Problem details
Without the images, set down each entry exactly.

═══ Supplied material

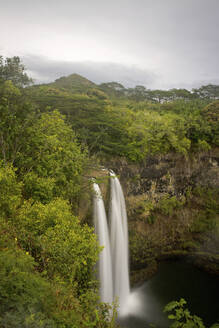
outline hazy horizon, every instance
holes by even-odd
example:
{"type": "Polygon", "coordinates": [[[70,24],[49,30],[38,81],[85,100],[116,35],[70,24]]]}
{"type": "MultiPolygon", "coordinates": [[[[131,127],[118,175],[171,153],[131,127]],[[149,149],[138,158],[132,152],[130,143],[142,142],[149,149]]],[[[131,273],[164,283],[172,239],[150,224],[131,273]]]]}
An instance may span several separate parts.
{"type": "Polygon", "coordinates": [[[0,54],[20,56],[36,83],[219,84],[218,0],[8,0],[0,22],[0,54]]]}

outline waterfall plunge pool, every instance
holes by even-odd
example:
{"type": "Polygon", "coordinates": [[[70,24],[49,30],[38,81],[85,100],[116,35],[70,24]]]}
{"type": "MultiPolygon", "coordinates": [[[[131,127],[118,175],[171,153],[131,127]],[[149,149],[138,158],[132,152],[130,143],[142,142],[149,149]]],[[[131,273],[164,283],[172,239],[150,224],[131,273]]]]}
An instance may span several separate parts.
{"type": "Polygon", "coordinates": [[[127,315],[119,319],[124,328],[169,327],[164,306],[184,298],[191,314],[209,327],[219,320],[219,279],[200,271],[185,260],[164,261],[157,274],[131,292],[127,315]]]}

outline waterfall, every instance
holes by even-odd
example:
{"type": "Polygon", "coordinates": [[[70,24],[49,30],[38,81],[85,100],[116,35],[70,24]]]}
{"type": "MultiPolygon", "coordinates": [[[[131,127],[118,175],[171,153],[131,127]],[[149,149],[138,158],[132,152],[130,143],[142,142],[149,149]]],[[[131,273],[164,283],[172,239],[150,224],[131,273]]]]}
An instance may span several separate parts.
{"type": "Polygon", "coordinates": [[[128,225],[123,191],[114,172],[111,176],[110,198],[110,243],[113,271],[114,299],[119,301],[119,313],[125,312],[125,304],[130,294],[128,263],[128,225]]]}
{"type": "Polygon", "coordinates": [[[126,313],[130,295],[128,265],[128,225],[122,187],[110,171],[110,242],[106,213],[99,186],[94,183],[94,221],[99,243],[104,246],[99,258],[100,296],[102,302],[118,300],[119,314],[126,313]]]}
{"type": "Polygon", "coordinates": [[[99,279],[100,298],[102,302],[112,303],[113,301],[113,281],[112,281],[112,261],[109,242],[109,230],[106,219],[106,212],[99,186],[94,183],[94,224],[95,231],[99,239],[100,246],[104,246],[99,256],[99,279]]]}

══════

Solution to this problem
outline hazy horizon, every instance
holes by even-odd
example:
{"type": "Polygon", "coordinates": [[[70,24],[49,30],[38,81],[85,100],[116,35],[70,24]]]}
{"type": "MultiPolygon", "coordinates": [[[[131,127],[118,175],[171,153],[131,127]],[[149,149],[138,158],[132,152],[130,143],[142,142],[149,149]]],[[[131,273],[164,283],[172,239],[150,224],[131,273]]]]}
An instance may span several separate parts.
{"type": "Polygon", "coordinates": [[[0,54],[20,56],[36,83],[219,84],[218,0],[8,0],[0,22],[0,54]]]}

outline waterfall plunge pool, every instance
holes by even-odd
example:
{"type": "Polygon", "coordinates": [[[70,24],[49,30],[38,81],[85,100],[116,35],[70,24]]]}
{"type": "MultiPolygon", "coordinates": [[[[131,127],[118,175],[171,153],[131,127]],[[149,149],[138,158],[132,152],[130,143],[142,142],[149,149]]],[[[131,273],[164,283],[172,239],[150,224],[131,273]]]]}
An instance may span several separate parts.
{"type": "Polygon", "coordinates": [[[127,315],[119,319],[124,328],[169,327],[164,306],[184,298],[191,314],[209,327],[219,320],[219,279],[200,271],[185,260],[164,261],[157,274],[131,292],[127,315]]]}

outline waterfall, every instance
holes by even-odd
example:
{"type": "Polygon", "coordinates": [[[70,24],[49,30],[38,81],[85,100],[116,35],[70,24]]]}
{"type": "MultiPolygon", "coordinates": [[[[131,127],[118,175],[171,153],[131,127]],[[149,149],[138,158],[132,152],[130,143],[142,142],[149,149]]],[[[131,273],[164,283],[172,239],[150,224],[131,273]]]]}
An instance may span several separate parts.
{"type": "Polygon", "coordinates": [[[128,225],[123,191],[114,172],[111,176],[110,198],[110,243],[113,271],[114,299],[119,301],[119,313],[125,312],[125,304],[130,294],[128,263],[128,225]]]}
{"type": "Polygon", "coordinates": [[[126,313],[130,295],[128,265],[128,225],[122,187],[110,171],[110,242],[106,213],[99,186],[94,183],[94,221],[99,243],[104,246],[99,258],[100,296],[102,302],[118,300],[119,314],[126,313]]]}
{"type": "Polygon", "coordinates": [[[99,279],[100,298],[102,302],[112,303],[113,301],[113,281],[112,281],[112,261],[109,242],[109,230],[106,219],[106,212],[99,186],[94,183],[94,224],[95,231],[99,239],[100,246],[104,246],[99,256],[99,279]]]}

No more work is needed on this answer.